*やること:*
[1] お菓子の値上げについての本文を、「昭和四十八年十一月」、百円の」から「品は一月より順次価格変更になりますのでお知らせ致します。」まで（その部分も含めて）もう一度書いてください。そのとき「価格表」を「値段表」に入れ替えてください。
[2] お菓子の値上げについての本文を、最後の文のあとから引き継いで書き進めてください。

*本文:*

****************

昭和四十八年十一月」、百円のチョイスは新価格百五十円、ムーンライトビスケットの百五十円を二百円、クリームウェファー、チョコウェファー、この二つとも百円のものが百二十円、クリームクラッカーの百円のが百二十円、これは普通のビスケットから始まりまして全部、これは十一月の新価格表で森永製菓株式会社。
不二家は、ここにありますけれども、不二家も「
昭和四十八年十二月、下記の商品は
昭和四十九年一月より順次価格変更になりますのでお知らせ致します。」、これまた上がっている、一つ残らず。ふしぎなことに、この価格表が、「下記の商品は一月より順次価格変更になりますのでお知らせ致します。

****************

*データ:*

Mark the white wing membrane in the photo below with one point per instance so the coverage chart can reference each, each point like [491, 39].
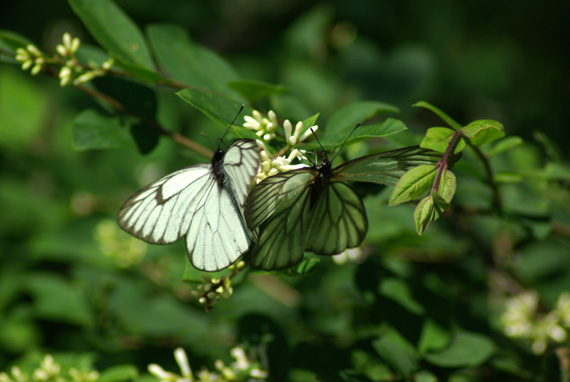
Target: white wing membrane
[190, 202]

****************

*答え:*
[1]
昭和四十八年十一月」、百円のチョイスは新価格百五十円、ムーンライトビスケットの百五十円を二百円、クリームウェファー、チョコウェファー、この二つとも百円のものが百二十円、クリームクラッカーの百円のが百二十円、これは普通のビスケットから始まりまして全部、これは十一月の新値段表で森永製菓株式会社。
不二家は、ここにありますけれども、不二家も「
昭和四十八年十二月、下記の商品は
昭和四十九年一月より順次価格変更になりますのでお知らせ致します。」、これまた上がっている、一つ残らず。ふしぎなことに、この値段表が、「下記の商品は一月より順次価格変更になりますのでお知らせ致します。

[2]
昭和四十八年十二月」、こっちが森永製菓株式会社で、こっちは株式会社不二家、中身を見ればほとんど変わりはせぬ。森永もこの色のものを使っている。同じ仕組みで、同じ印刷で、何が違うか。片一方は、見ればわかるように株式会社不二家、こっちは森永製菓株式会社。何もかもみんな同じだ。何が違うか、商品名が違う。商品名が違うが、単価の同じものは、大体同じように上がっている。これは、ふしぎに思いませんか。
公正取引委員会もおいでになるのですが……。これは全部、四十八年十二月一日からの新価格、仲よく不二家も森永も全部一緒です。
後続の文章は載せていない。